>>>>
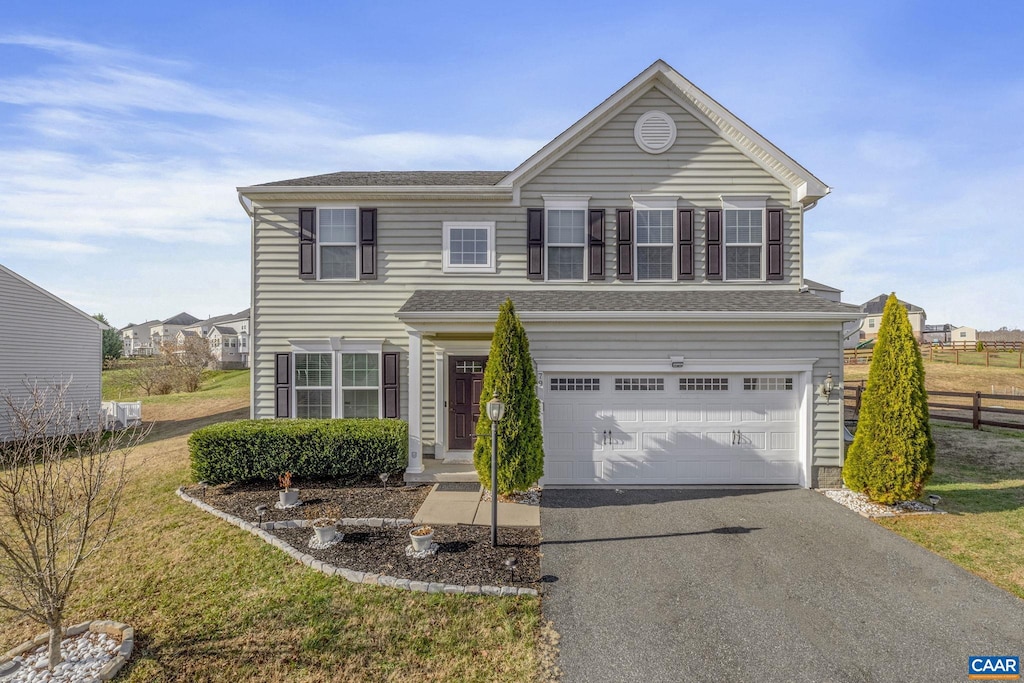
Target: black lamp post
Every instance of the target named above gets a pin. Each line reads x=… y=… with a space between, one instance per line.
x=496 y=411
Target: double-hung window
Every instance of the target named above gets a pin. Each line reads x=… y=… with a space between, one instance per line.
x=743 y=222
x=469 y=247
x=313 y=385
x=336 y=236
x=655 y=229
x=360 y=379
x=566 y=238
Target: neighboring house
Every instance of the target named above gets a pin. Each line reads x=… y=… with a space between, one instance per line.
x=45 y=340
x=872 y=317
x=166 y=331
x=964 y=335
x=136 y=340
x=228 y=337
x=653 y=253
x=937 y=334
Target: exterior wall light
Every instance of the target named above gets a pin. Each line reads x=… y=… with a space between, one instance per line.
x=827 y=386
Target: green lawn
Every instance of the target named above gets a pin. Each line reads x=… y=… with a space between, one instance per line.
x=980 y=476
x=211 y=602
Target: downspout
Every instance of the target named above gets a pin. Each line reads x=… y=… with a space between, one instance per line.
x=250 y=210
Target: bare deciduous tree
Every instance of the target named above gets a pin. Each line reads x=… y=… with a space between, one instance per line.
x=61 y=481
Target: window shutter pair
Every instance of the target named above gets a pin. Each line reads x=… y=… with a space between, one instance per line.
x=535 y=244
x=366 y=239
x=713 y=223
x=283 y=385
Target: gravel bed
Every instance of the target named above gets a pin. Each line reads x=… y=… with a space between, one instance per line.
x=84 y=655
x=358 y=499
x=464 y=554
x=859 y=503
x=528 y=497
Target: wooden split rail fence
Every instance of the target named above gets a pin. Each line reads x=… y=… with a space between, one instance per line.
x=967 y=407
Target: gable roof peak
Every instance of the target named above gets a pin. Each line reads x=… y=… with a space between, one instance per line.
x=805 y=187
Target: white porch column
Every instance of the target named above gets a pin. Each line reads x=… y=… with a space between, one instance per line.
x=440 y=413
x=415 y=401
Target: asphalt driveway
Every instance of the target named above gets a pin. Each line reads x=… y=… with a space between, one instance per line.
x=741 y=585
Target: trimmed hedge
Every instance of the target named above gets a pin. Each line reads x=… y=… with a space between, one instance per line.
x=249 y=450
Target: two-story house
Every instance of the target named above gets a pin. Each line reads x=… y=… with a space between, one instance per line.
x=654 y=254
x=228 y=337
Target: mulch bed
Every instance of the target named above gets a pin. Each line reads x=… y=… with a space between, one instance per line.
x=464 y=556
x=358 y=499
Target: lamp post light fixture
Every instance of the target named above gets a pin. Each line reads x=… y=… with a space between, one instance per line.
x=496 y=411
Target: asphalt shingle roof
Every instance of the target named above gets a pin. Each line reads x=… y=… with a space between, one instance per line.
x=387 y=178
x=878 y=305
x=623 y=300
<<<<
Rewrite every line of the material from the line containing "Target: green lawn" up to and including the line containing "x=211 y=602", shifting each answer coordinate value by -118 and leaving all other text unchanged.

Target: green lawn
Every instance of the target named above gets a pin. Each line reads x=… y=… with a space between, one instance per line.
x=862 y=358
x=93 y=484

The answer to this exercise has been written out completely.